[Start TEXT TO READ]

Isolating Log Components on Kubernetes Infra Nodes
This guide explains how to isolate logging-related infrastructure components on dedicated Kubernetes infra nodes using labels, taints, and node selectors.
TOC
Objectives
- Isolate resources: Prevent contention with business workloads.
- Enforce stability: Reduce evictions and scheduling conflicts.
- Simplify management: Centralize infra components with consistent scheduling rules.
Prerequisites
- kubectl is configured against the target cluster.
- Infra components are not bound to nodes via local-PV nodeAffinity, or you have accounted for those nodes (see below).
- Planning the infra nodes by referring to the
Check the Local PVs and nodeAffinity
If your components use local storage (for example TopoLVM, local PV), confirm whether PVs have spec.nodeAffinity. If so, either:
- Add all nodes referenced by
pv.spec.nodeAffinity to the infra node group, or
- Redeploy components using a storage class without node affinity (for example Ceph/RBD).

[End TEXT TO READ]

◆ **REQUESTS**:
a: Answer these questions using the guide on isolating log components:
(i) According to the opening description, what three mechanisms does the guide use to isolate logging components?
(ii) Under the objective "Enforce stability," what does the guide aim to reduce?
(iii) What example does the guide give of a storage class without node affinity?
b: Translate this sentence from the guide on isolating log components into German: "If your components use local storage (for example TopoLVM, local PV), confirm whether PVs have spec.nodeAffinity."
c: Carry the guide on isolating log components on Kubernetes infra nodes forward from its final sentence.

[Start RECORDED INFORMATION]

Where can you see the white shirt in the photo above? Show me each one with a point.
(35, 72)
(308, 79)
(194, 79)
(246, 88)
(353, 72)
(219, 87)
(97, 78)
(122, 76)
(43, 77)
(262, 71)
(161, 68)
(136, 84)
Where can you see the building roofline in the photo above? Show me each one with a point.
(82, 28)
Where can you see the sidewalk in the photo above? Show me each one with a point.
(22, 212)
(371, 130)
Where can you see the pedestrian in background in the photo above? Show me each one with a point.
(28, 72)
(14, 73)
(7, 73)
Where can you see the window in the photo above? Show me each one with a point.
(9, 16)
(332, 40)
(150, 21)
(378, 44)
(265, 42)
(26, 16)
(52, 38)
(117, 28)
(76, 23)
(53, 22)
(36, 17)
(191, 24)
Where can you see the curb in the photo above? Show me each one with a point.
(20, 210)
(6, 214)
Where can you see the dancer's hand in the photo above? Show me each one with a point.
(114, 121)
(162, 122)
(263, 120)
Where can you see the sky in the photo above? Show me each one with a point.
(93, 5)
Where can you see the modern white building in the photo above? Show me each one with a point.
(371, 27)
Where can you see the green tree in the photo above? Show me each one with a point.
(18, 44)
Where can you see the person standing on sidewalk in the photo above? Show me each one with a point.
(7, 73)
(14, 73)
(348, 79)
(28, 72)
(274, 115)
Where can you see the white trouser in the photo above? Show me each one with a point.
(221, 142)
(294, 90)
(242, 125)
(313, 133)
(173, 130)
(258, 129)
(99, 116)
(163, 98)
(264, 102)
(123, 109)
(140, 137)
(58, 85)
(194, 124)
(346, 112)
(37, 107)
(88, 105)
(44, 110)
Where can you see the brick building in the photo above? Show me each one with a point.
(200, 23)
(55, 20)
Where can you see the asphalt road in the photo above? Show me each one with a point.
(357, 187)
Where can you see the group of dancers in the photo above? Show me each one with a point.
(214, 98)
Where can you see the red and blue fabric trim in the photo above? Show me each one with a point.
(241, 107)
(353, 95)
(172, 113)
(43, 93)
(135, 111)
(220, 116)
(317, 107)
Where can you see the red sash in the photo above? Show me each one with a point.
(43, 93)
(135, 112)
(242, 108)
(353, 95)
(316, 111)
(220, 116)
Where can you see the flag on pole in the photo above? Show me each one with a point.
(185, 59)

[End RECORDED INFORMATION]

◆ **SOLVED TASKS**:
a:
(i) Labels, taints, and node selectors.
(ii) Evictions and scheduling conflicts.
(iii) Ceph/RBD.

b: Wenn Ihre Komponenten lokalen Speicher verwenden (zum Beispiel TopoLVM, lokales PV), prüfen Sie, ob die PVs spec.nodeAffinity aufweisen.

c:
Example (Elasticsearch):
# 1) Get ES PVCs
kubectl get pvc -n cpaas-system | grep elastic
# 2) Inspect one PV
kubectl get pv elasticsearch-log-node-pv-192.168.135.243 -o yaml
If the PV shows:
spec:
local:
path: /cpaas/data/elasticsearch/data
nodeAffinity:
required:
nodeSelectorTerms:
- matchExpressions:
- key: kubernetes.io/hostname
operator: In
values:
- 192.168.135.243
Then Elasticsearch data is pinned to node 192.168.135.243. Ensure that node is part of the infra node group, or migrate storage.
Add Kafka/ZooKeeper nodes into infra nodes
Due to historical reasons, ensure Kafka and ZooKeeper nodes are also labeled/tainted as infra:
kubectl get nodes -l kafka=true
kubectl get nodes -l zk=true
# Add the listed nodes into infra nodes as above
Move Logging Components to Infra Nodes
ACP logging components tolerate infra taints by default. Use nodeSelector to pin workloads onto infra nodes.
Elasticsearch
# Data nodes
kubectl patch statefulset cpaas-elasticsearch -n cpaas-system \
--type='merge' \
-p='{"spec":{"template":{"spec":{"nodeSelector":{"node-role.kubernetes.io/infra":""}}}}}'
# Master nodes (if present)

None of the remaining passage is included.